'''

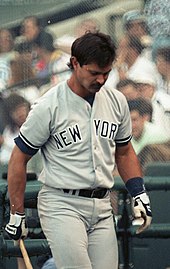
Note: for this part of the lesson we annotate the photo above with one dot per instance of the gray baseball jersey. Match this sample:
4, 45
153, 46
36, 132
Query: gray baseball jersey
77, 140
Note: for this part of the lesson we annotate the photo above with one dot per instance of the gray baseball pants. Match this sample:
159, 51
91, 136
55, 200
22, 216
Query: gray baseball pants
80, 231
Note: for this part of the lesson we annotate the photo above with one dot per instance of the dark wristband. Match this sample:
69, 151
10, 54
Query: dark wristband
135, 186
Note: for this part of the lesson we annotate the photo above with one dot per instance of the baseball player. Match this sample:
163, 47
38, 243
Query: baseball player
82, 129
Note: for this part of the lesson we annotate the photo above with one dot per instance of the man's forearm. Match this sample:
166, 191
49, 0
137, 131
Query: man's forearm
17, 181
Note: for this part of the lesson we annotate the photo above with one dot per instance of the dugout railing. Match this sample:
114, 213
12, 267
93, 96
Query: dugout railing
125, 231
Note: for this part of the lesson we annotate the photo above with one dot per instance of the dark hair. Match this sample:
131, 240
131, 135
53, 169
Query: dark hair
125, 82
136, 44
143, 106
95, 48
164, 53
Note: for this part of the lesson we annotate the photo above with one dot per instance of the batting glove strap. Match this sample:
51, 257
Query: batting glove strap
17, 228
142, 209
135, 186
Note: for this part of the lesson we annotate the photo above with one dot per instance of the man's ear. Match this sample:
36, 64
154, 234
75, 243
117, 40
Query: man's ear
74, 61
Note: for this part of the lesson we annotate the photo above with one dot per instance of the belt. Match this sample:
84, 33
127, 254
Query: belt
90, 193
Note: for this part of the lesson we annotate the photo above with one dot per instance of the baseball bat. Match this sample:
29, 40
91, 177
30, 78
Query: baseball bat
25, 255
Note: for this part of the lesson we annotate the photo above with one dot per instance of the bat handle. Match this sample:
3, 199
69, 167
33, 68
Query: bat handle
25, 255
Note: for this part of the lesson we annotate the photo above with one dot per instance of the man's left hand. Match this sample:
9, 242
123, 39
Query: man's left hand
142, 209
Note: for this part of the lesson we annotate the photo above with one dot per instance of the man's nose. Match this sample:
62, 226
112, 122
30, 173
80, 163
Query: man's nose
101, 78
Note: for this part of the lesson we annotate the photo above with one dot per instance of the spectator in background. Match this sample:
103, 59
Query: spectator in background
4, 73
163, 65
129, 88
6, 54
158, 14
157, 152
143, 131
160, 100
30, 29
135, 25
22, 80
6, 43
133, 60
52, 62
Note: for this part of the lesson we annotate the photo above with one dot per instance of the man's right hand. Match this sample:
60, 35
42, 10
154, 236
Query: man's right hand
17, 227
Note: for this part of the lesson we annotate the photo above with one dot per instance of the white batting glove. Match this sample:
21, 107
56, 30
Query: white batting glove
142, 210
17, 227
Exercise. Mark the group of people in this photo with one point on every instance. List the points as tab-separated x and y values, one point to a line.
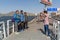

'''

TASK GOAL: Tally the lines of the records that contain the string "strap", and give only the number.

EXERCISE OUTPUT: 2